## Work to do
Count the lines of the rows below that contain the word "butterfly", treating uppercase and lowercase as different. Reply with the number alone.

## Dataset extract
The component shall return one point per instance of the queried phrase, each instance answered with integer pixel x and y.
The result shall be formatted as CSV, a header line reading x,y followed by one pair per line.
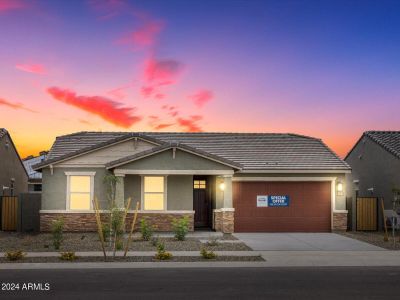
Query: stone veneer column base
x,y
86,222
224,220
340,220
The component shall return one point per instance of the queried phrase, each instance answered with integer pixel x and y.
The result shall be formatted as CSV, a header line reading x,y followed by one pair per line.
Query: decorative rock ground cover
x,y
90,242
134,259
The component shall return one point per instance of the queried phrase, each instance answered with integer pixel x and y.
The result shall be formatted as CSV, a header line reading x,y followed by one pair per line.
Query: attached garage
x,y
309,207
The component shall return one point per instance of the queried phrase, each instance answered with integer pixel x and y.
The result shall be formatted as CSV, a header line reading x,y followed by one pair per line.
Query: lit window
x,y
199,184
79,192
153,193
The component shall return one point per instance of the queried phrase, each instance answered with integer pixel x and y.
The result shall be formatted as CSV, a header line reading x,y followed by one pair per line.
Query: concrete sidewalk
x,y
273,259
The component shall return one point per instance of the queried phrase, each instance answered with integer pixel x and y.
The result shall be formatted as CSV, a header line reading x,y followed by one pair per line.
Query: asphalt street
x,y
213,283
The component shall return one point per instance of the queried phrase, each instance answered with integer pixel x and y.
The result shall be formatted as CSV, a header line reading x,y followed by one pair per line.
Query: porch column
x,y
224,216
228,192
119,191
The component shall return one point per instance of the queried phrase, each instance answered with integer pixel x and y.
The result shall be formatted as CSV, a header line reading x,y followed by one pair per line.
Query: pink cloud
x,y
201,97
31,68
105,108
146,35
118,93
108,9
7,5
14,105
171,110
162,126
190,125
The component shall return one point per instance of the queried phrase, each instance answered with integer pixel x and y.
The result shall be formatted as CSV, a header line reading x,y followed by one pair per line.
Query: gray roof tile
x,y
389,140
253,151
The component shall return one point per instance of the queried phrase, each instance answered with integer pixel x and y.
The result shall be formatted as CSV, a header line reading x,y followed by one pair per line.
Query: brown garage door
x,y
309,207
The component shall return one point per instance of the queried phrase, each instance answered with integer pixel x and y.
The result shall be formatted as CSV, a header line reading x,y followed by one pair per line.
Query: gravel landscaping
x,y
90,242
133,259
374,238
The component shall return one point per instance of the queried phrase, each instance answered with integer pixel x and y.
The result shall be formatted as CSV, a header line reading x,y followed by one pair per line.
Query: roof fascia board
x,y
169,148
308,171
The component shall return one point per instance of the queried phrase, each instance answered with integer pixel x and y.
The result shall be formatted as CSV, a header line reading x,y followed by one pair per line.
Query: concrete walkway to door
x,y
303,242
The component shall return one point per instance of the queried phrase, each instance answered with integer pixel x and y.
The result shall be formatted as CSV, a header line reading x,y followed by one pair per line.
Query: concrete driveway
x,y
303,242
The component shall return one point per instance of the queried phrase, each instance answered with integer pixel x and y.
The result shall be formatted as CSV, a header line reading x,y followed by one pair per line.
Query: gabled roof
x,y
67,147
388,140
252,151
3,133
162,148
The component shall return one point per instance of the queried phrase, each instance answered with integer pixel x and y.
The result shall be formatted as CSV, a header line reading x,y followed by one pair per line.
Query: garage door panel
x,y
309,207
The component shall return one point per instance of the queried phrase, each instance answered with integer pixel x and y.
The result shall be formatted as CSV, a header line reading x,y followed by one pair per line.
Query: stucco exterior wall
x,y
54,194
11,167
180,192
182,161
375,168
132,187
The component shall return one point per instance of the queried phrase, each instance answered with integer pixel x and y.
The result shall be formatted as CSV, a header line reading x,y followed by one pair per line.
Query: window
x,y
80,192
199,184
153,198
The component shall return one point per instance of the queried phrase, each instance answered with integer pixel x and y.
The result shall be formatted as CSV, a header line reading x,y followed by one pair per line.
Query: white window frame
x,y
68,201
142,192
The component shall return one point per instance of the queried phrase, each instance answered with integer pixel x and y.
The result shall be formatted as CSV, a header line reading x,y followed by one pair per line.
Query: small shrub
x,y
70,256
146,230
212,241
105,227
15,255
155,240
180,227
119,244
57,227
207,254
161,253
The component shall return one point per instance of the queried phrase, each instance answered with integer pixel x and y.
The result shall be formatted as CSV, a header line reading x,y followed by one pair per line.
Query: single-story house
x,y
242,182
375,163
35,178
13,176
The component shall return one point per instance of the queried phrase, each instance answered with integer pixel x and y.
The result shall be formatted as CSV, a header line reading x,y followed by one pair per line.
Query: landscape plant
x,y
146,230
15,255
161,253
212,241
57,228
70,256
180,227
207,254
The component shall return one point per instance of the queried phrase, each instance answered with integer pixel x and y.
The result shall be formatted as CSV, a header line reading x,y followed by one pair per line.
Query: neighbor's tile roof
x,y
253,151
168,146
389,140
29,162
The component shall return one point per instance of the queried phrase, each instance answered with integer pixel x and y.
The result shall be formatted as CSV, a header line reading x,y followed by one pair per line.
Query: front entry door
x,y
201,203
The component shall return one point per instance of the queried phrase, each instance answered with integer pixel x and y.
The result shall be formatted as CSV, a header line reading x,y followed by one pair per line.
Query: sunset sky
x,y
329,69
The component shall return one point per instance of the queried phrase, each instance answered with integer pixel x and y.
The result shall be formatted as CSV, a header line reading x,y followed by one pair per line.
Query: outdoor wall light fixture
x,y
339,189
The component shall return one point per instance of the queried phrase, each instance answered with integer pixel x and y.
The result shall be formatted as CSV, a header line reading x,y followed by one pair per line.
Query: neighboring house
x,y
375,163
13,176
239,182
35,178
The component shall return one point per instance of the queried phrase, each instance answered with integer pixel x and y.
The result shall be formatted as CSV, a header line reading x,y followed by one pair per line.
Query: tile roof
x,y
253,151
170,146
29,162
389,140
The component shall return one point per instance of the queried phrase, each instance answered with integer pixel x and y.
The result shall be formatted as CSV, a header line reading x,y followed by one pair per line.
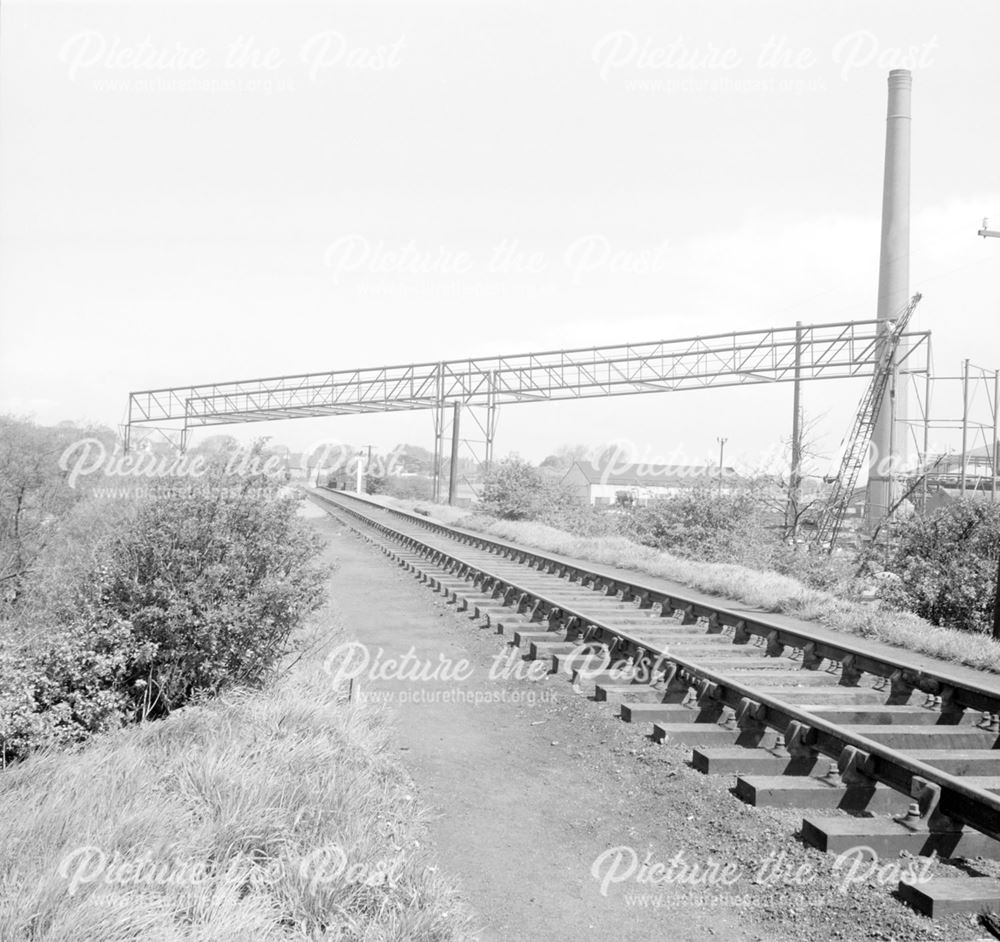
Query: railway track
x,y
880,751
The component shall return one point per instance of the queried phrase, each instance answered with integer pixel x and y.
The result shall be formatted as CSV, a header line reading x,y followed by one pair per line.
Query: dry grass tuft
x,y
252,792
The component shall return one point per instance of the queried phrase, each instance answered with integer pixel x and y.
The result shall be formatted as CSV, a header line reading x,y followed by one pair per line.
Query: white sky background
x,y
171,223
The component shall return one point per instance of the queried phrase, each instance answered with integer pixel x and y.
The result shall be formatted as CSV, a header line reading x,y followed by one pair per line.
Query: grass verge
x,y
763,590
263,815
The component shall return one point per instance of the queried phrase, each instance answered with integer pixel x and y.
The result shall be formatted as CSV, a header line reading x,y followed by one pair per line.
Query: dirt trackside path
x,y
532,783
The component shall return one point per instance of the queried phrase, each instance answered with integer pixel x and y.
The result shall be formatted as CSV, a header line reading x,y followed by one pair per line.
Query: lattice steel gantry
x,y
836,350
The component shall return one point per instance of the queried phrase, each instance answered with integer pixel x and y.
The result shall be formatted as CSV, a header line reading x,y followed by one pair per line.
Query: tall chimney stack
x,y
893,286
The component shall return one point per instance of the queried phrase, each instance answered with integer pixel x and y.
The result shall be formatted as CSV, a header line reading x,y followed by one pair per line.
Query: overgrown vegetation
x,y
267,815
943,566
133,607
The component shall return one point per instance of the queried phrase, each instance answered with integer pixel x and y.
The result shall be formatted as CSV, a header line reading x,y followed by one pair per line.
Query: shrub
x,y
945,564
195,589
511,490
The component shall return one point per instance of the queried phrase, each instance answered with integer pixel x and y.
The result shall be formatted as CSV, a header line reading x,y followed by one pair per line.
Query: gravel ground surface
x,y
546,805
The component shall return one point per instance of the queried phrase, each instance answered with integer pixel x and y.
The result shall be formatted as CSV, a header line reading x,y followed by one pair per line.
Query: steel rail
x,y
903,676
938,793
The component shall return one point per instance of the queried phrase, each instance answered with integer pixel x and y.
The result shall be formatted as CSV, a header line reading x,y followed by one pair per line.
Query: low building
x,y
642,483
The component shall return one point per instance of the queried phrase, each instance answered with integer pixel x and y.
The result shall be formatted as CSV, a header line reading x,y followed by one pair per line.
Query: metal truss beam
x,y
826,351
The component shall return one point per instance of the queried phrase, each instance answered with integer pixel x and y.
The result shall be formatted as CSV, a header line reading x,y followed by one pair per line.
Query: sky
x,y
197,192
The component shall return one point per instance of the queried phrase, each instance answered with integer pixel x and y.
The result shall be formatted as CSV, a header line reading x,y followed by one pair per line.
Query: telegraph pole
x,y
722,448
987,233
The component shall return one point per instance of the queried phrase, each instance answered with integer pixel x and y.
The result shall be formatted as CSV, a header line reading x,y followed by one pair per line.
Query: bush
x,y
180,595
698,522
511,490
945,565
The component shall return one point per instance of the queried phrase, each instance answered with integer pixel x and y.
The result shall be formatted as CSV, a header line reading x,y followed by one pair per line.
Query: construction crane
x,y
861,433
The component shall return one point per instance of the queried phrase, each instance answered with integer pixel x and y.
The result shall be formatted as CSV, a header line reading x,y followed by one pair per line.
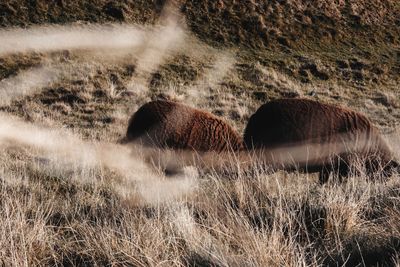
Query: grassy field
x,y
73,72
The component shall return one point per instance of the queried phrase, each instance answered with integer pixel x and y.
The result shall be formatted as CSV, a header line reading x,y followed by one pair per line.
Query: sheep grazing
x,y
167,124
316,137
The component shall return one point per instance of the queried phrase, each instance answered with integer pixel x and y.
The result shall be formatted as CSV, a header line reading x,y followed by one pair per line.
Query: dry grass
x,y
71,196
54,213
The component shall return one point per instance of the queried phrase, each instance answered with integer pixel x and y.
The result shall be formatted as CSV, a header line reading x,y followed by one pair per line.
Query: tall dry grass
x,y
87,213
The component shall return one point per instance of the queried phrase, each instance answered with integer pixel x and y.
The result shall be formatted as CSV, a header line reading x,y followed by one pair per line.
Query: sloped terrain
x,y
70,195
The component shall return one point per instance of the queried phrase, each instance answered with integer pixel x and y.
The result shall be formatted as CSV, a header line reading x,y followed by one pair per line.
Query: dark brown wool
x,y
168,124
328,133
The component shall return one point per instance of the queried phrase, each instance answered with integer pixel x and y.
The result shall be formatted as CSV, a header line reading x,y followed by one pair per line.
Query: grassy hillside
x,y
70,195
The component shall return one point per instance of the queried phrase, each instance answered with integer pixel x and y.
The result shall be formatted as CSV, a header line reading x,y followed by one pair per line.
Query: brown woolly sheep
x,y
318,137
167,124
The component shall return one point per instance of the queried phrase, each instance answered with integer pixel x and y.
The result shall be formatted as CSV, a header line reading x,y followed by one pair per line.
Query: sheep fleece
x,y
168,124
283,122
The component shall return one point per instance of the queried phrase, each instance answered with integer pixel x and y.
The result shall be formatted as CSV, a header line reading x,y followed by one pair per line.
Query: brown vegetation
x,y
330,135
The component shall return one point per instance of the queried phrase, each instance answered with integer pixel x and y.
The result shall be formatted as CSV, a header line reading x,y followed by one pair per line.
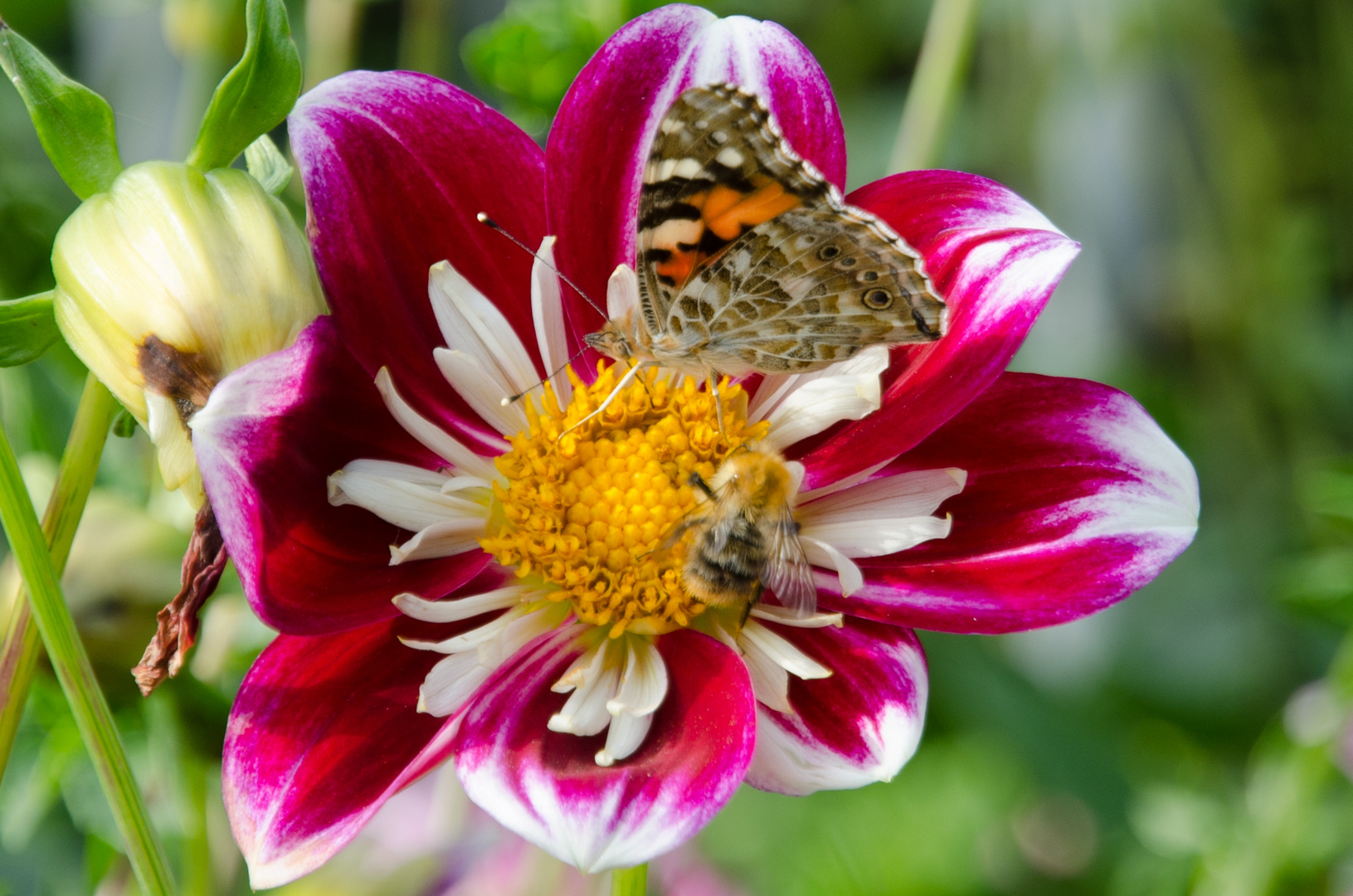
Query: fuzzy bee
x,y
747,540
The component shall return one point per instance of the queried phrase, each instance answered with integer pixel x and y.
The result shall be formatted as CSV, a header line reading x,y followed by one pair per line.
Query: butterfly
x,y
748,261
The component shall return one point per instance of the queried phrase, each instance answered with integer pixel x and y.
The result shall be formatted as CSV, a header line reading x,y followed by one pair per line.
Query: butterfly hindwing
x,y
750,261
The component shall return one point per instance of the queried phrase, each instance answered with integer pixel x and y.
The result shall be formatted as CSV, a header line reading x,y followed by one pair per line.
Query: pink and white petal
x,y
1074,499
319,737
397,165
996,261
267,441
548,786
855,727
605,124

## Exercise output
2